(Selected extract Opens)

Onsite corporate wellness programs raise corporate practice of medicine issues, requiring separation between the medical, clinical side and the management and marketing operations, in strong corporate practice of medicine states.
Marketing corporate wellness programs
Sidney’s Sensational Slimming Program, Inc. came to our law firm with a plan to partner with Dr. Hu to create onsite corporate wellness programs focused on weight loss.
- listed Dr. Hu as “medical director” on its website and marketing materials
- recruited, interviewed, and supplied to Dr. Hu various clinical staff, such as an RN and PA
- contracted with a half-dozen corporations to deliver an onsite corporate wellness slimming program
- paid Dr. Hu as an employee
- sold add-on, online weight loss coaching services as part of the corporate wellness package
A Doctor’s Wife
Some states, like California, have a “strong” corporate practice of medicine prohibition, which means that they look askance not only at general corporations employing physicians, but also at any venture between physicians and non-physicians where the non-physicians have a significant stake in joint decision-making.
The California medical board has raised enforcement concerns prominently, especially in the medical spa arena. But the concerns are generalized across healthcare ventures involving MDs.
For instance, in The Accusation Against Joseph F. Basile, M.D., the California Medical Board found that the licensed physician had aided and abetted unlicensed medicalmedical practice, when he permitted his wife (a non-licensee) to provide laser services to patients in a vein and cosmetic enhancement center that she owned, where the physician acted as “Medical Director.”

(Selected extract Closes)
(Data records Opens)

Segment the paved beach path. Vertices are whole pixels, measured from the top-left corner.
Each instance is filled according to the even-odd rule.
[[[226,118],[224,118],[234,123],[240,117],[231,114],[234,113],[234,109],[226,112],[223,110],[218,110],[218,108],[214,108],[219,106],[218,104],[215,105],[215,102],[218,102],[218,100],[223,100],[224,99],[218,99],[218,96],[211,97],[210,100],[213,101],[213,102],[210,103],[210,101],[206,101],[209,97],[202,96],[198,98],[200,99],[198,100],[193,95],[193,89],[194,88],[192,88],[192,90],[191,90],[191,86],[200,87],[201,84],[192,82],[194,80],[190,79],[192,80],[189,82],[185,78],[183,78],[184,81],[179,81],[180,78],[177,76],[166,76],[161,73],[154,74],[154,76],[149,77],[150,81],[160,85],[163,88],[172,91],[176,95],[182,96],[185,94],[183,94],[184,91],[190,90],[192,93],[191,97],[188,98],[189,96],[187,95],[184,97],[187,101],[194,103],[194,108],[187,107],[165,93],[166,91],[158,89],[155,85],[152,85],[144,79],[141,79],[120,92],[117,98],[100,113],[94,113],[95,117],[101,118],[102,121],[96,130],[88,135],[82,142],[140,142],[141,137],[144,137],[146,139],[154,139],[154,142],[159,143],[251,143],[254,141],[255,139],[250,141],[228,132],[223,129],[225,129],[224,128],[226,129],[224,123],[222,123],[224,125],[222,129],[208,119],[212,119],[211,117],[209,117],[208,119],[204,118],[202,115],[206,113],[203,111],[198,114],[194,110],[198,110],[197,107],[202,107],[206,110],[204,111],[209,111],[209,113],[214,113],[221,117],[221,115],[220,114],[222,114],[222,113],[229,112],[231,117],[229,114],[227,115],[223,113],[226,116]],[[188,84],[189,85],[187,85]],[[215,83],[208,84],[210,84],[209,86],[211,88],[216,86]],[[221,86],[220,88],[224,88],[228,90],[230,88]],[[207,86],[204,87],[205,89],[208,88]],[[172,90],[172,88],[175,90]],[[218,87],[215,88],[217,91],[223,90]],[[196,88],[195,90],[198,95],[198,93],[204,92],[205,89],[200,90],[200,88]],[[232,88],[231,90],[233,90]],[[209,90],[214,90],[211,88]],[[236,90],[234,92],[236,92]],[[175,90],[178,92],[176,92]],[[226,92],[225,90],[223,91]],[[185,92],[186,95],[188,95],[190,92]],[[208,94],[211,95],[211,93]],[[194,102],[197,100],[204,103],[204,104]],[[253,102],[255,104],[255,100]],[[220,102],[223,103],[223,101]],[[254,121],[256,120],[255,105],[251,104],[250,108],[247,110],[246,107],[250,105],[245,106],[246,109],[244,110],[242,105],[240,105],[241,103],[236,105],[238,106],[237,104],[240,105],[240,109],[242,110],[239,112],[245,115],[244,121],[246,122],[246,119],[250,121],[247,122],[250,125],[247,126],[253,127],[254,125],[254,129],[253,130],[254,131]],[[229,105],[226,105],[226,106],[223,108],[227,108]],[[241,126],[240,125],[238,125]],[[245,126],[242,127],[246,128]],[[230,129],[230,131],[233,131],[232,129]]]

(Data records Closes)
(Data records Opens)

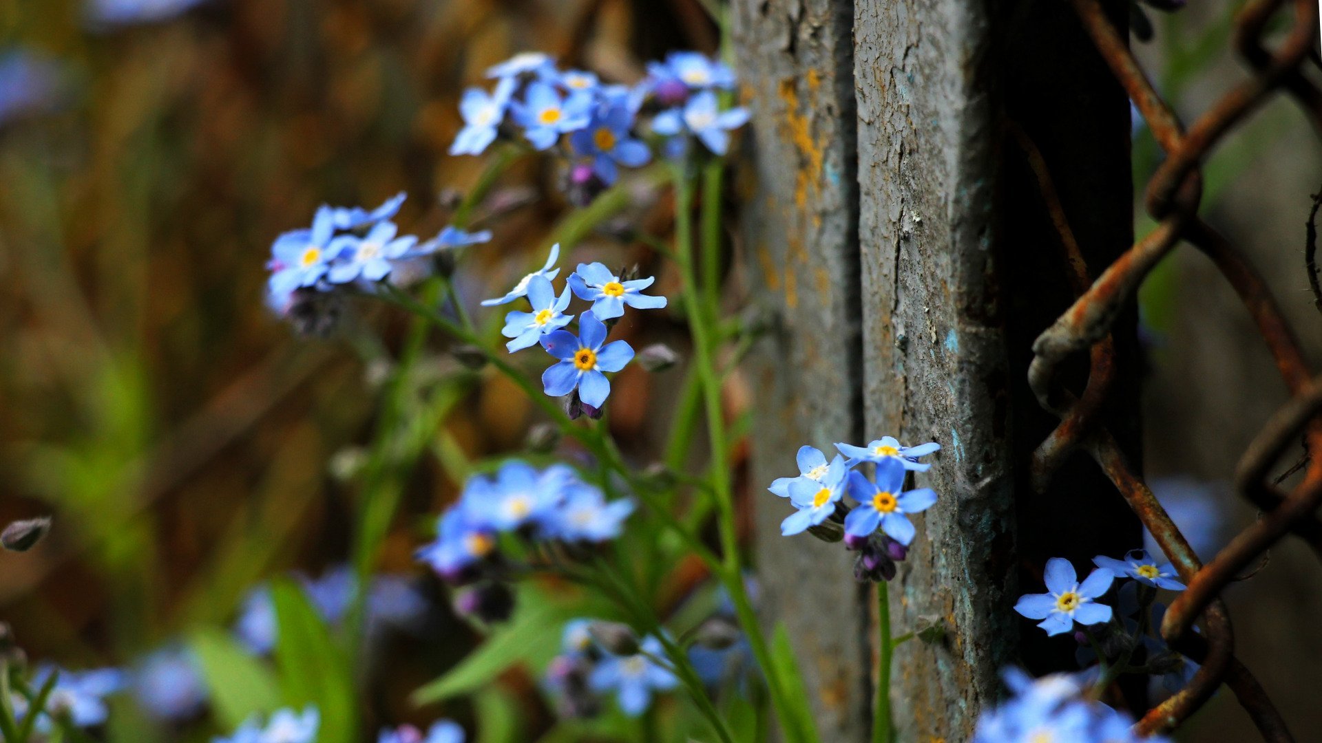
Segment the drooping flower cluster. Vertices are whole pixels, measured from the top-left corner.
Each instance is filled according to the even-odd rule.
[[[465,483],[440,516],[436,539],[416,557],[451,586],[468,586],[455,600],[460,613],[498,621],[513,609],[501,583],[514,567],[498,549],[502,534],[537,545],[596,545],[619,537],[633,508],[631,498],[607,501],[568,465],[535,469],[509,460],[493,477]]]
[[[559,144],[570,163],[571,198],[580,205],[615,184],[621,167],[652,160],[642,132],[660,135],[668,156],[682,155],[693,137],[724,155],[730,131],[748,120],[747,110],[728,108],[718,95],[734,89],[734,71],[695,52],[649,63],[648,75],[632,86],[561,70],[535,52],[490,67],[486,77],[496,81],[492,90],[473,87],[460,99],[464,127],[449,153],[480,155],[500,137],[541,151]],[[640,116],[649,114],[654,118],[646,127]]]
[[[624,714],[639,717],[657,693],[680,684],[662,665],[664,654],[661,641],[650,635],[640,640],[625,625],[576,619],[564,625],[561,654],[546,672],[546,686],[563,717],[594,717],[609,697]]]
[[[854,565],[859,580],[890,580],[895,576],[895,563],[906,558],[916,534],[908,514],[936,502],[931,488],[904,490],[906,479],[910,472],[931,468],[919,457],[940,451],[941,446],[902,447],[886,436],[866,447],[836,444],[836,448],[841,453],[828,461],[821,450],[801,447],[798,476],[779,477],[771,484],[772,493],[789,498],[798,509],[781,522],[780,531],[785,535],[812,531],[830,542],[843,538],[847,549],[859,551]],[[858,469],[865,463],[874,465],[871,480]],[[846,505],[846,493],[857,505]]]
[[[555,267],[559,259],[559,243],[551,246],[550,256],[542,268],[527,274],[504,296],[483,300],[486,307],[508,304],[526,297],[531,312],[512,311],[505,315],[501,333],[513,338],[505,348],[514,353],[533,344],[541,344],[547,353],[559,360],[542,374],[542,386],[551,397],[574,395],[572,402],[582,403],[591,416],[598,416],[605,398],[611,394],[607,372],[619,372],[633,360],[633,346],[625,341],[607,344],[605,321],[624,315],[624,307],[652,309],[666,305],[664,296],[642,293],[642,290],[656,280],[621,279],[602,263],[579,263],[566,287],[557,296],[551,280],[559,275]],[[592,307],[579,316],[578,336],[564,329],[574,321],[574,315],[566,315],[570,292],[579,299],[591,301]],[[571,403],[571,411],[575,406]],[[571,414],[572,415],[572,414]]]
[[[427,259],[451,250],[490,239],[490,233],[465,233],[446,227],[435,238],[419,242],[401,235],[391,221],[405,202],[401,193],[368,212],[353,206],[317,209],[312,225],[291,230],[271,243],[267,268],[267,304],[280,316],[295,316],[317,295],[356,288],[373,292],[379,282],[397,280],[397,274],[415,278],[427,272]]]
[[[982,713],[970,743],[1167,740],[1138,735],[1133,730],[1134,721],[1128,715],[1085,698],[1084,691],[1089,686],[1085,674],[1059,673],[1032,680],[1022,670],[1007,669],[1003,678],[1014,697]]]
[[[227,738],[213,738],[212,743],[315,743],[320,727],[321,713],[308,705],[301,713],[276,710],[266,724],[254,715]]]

(Data records Closes)

### What the exercise asks
The corporate wellness text above has a bulleted list of what Sidney's Sensational Slimming Program, Inc. did. Name every action in that list.

### Problem solution
- Listed Dr. Hu as "medical director" on its website and marketing materials
- Recruited, interviewed, and supplied to Dr. Hu various clinical staff, such as an RN and PA
- Contracted with a half-dozen corporations to deliver an onsite corporate wellness slimming program
- Paid Dr. Hu as an employee
- Sold add-on, online weight loss coaching services as part of the corporate wellness package